Stored dataset items
+++++
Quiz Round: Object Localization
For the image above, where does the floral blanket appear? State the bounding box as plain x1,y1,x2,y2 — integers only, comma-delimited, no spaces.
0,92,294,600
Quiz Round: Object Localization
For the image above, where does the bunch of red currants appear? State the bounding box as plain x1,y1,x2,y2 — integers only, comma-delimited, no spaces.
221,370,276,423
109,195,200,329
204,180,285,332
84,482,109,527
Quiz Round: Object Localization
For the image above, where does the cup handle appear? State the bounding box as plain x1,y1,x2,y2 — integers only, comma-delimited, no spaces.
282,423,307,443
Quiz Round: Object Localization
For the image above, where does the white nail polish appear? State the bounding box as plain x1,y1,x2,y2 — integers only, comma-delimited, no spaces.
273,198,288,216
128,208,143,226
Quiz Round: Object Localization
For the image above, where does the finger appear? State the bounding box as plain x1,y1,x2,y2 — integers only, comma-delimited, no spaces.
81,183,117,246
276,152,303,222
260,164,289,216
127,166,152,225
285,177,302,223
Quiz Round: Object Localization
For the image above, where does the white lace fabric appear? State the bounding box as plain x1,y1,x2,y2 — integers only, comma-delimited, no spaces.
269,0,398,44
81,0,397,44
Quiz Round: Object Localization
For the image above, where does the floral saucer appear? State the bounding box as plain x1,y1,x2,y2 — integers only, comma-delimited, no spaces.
+++++
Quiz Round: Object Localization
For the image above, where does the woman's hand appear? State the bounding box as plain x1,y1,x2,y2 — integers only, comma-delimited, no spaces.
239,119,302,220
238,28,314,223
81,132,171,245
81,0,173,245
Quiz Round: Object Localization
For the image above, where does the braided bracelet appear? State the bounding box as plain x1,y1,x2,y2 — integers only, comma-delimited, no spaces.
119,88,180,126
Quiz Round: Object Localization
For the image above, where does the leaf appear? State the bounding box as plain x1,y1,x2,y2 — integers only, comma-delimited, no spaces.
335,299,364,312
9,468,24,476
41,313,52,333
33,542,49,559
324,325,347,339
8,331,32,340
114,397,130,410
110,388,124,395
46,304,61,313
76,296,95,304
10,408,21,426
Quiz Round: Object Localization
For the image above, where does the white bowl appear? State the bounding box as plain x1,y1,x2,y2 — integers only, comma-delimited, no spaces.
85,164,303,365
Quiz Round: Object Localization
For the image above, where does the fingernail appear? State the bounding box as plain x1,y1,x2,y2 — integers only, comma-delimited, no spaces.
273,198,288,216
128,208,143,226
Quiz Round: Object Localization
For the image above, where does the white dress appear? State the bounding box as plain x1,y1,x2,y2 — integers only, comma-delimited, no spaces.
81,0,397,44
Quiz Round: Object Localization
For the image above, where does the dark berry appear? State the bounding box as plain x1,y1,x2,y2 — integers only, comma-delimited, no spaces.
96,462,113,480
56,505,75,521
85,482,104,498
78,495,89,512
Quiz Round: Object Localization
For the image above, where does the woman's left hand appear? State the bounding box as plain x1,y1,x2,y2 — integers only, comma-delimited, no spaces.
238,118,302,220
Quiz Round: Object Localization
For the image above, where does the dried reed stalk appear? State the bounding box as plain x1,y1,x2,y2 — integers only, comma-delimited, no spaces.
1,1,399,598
+++++
*WHAT TO DO*
Your task is to retype the entries verbatim, starting with the line that holds "For the image above, where does the white nail" and stopping after the line that holds "For the image above, where does the floral saucer".

*ANSWER TO THIS EXERCISE*
For the image above, where does the white nail polish appear? State the bounding box as plain x1,y1,x2,y2 — integers only, comma-delimited, no spaces.
273,198,288,216
128,208,143,226
Quiz Round: Object Localization
For the image above, where does the finger appear? State the bounding box as plain x1,y1,x2,y2 — integers only, comma-delimited, no spaces.
81,183,117,246
276,152,303,222
260,164,289,216
127,166,152,225
285,177,302,223
Quiz Round: Object Localization
For the image above, where does the white lace fabric appear? State the bounding box as plain x1,y1,x2,y2 — integers only, comma-delimited, no spaces.
269,0,398,44
81,0,397,44
Quiz Round: Object Localization
For the image above, where does the floral saucer appear? State the bounding box as plain x1,y1,x2,y2 — integers only, comma-delimited, no spaces.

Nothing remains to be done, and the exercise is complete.